(Records contained in a dataset)
------------------------------------
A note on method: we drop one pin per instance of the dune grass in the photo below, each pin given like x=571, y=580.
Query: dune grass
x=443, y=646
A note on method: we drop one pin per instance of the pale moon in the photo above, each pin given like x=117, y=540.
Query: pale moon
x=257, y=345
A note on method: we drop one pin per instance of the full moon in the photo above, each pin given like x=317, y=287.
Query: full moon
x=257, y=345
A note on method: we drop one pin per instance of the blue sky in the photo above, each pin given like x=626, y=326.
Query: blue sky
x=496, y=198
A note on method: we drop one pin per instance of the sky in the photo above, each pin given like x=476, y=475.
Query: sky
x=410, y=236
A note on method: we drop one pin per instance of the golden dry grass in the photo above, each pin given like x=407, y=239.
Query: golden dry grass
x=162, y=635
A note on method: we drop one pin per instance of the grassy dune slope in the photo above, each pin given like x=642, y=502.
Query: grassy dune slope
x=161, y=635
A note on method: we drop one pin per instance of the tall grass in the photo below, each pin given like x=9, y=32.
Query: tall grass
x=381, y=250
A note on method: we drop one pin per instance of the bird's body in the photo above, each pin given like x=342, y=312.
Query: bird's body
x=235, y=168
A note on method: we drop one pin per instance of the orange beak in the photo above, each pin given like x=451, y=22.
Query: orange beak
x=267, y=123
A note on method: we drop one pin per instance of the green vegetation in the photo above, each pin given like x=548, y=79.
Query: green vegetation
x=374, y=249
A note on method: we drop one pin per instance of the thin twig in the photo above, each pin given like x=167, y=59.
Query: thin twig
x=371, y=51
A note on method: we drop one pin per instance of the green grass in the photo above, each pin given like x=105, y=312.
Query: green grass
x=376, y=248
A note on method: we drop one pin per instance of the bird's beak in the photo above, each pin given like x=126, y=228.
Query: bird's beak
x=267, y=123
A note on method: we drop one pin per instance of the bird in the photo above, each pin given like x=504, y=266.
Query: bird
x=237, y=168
------------------------------------
■ **TASK PROMPT**:
Print nothing but the lines from the line with "like x=548, y=79." to the last line of the records above. Both of those lines count.

■ **TASK SOLUTION**:
A note on method: we drop one pin per instance of the green vegetation in the photo above, each pin given like x=548, y=79.
Query: green vegetation
x=374, y=249
A note on method: we drop one pin per instance of the thin twig in the photo above, each pin given like x=167, y=59.
Query: thin twig
x=371, y=51
A note on method: we drop one pin per instance of the green grass in the photo above, each pin given like x=105, y=312.
Query: green grass
x=376, y=248
A note on method: we drop one pin per instance of the bird's beak in the photo above, each pin given like x=126, y=228.
Query: bird's beak
x=267, y=123
A note on method: we drop one pin per instance of the bird in the photo above, each pin given like x=504, y=266.
Query: bird
x=237, y=168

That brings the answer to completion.